Portion of a data file
>> Begin

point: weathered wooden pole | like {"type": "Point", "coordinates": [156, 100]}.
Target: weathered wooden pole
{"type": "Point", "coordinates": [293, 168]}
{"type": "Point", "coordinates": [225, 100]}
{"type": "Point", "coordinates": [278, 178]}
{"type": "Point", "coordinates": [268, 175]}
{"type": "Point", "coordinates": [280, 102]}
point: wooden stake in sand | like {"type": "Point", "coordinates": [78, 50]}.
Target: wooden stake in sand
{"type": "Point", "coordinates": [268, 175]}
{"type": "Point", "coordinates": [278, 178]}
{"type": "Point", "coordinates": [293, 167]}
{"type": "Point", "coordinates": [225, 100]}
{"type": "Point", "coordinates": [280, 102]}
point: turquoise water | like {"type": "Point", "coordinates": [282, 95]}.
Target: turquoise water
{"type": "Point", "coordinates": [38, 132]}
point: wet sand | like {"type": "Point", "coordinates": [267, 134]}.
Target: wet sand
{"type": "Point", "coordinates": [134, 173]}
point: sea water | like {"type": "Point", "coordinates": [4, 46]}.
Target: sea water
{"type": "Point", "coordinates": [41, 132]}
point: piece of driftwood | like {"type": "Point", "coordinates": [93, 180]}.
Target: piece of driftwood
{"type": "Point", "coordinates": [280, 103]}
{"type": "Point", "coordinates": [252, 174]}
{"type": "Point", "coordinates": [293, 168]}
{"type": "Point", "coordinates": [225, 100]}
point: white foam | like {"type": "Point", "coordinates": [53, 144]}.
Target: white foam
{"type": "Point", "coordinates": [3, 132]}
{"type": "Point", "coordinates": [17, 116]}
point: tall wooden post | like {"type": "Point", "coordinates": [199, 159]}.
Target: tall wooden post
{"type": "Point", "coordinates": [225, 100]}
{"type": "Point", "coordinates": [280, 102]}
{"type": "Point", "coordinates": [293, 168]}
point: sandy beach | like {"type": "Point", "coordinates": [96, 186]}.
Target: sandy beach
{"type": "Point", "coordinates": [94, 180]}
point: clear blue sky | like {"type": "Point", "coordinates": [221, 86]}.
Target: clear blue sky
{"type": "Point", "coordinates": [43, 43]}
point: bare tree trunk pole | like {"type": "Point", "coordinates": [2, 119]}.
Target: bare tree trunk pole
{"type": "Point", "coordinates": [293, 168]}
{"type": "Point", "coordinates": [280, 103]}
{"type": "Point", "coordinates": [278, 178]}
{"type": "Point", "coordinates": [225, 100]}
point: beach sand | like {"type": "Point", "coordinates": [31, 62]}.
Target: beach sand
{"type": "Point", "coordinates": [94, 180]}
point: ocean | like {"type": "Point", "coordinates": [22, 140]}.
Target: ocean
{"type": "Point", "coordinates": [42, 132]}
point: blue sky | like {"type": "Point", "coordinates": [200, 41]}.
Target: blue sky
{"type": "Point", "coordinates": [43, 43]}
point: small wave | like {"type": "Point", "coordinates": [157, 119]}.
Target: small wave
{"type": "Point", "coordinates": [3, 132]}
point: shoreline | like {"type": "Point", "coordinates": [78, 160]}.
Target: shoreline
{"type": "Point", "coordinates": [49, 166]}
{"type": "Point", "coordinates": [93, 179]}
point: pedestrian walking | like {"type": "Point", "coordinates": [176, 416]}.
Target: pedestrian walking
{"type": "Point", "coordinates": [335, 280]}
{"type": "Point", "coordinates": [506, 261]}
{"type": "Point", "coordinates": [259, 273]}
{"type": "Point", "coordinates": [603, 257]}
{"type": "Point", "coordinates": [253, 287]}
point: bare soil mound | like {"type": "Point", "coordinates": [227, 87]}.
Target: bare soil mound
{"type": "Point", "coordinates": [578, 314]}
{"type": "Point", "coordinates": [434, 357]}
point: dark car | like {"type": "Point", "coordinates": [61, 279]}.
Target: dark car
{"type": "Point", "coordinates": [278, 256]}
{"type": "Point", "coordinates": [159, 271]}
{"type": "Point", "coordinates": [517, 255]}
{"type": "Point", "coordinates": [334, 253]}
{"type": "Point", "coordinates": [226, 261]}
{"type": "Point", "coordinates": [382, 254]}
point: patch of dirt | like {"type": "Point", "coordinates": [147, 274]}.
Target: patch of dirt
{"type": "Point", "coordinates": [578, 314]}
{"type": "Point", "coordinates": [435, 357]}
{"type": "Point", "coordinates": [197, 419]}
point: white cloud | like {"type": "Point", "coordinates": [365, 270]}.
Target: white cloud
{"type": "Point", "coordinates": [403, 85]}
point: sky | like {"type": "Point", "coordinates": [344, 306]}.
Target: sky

>> End

**Work to complete:**
Arrange as a numbered list the lines of the records starting at the line containing "point: blue sky" and ending at the final line of the records, both included. Omit any blank lines.

**Response to this exercise:**
1. point: blue sky | like {"type": "Point", "coordinates": [200, 41]}.
2. Target: blue sky
3. {"type": "Point", "coordinates": [43, 43]}
4. point: small wave | like {"type": "Point", "coordinates": [157, 119]}.
5. Target: small wave
6. {"type": "Point", "coordinates": [3, 132]}
7. point: shoreline | like {"type": "Point", "coordinates": [78, 160]}.
8. Target: shoreline
9. {"type": "Point", "coordinates": [49, 166]}
10. {"type": "Point", "coordinates": [93, 179]}
11. point: pedestrian walking | like {"type": "Point", "coordinates": [176, 416]}.
12. Target: pedestrian walking
13. {"type": "Point", "coordinates": [335, 280]}
14. {"type": "Point", "coordinates": [506, 261]}
15. {"type": "Point", "coordinates": [259, 273]}
16. {"type": "Point", "coordinates": [603, 257]}
17. {"type": "Point", "coordinates": [253, 287]}
18. point: bare soil mound | like {"type": "Point", "coordinates": [227, 87]}.
19. Target: bare soil mound
20. {"type": "Point", "coordinates": [578, 314]}
21. {"type": "Point", "coordinates": [434, 357]}
22. point: dark car | like {"type": "Point", "coordinates": [61, 279]}.
23. Target: dark car
24. {"type": "Point", "coordinates": [278, 256]}
25. {"type": "Point", "coordinates": [159, 271]}
26. {"type": "Point", "coordinates": [517, 255]}
27. {"type": "Point", "coordinates": [334, 253]}
28. {"type": "Point", "coordinates": [226, 261]}
29. {"type": "Point", "coordinates": [382, 254]}
30. point: patch of dirt | like {"type": "Point", "coordinates": [147, 274]}.
31. Target: patch of dirt
32. {"type": "Point", "coordinates": [578, 314]}
33. {"type": "Point", "coordinates": [435, 357]}
34. {"type": "Point", "coordinates": [197, 419]}
35. point: white cloud | like {"type": "Point", "coordinates": [365, 270]}.
36. Target: white cloud
37. {"type": "Point", "coordinates": [403, 85]}
38. point: sky | like {"type": "Point", "coordinates": [344, 306]}.
39. Target: sky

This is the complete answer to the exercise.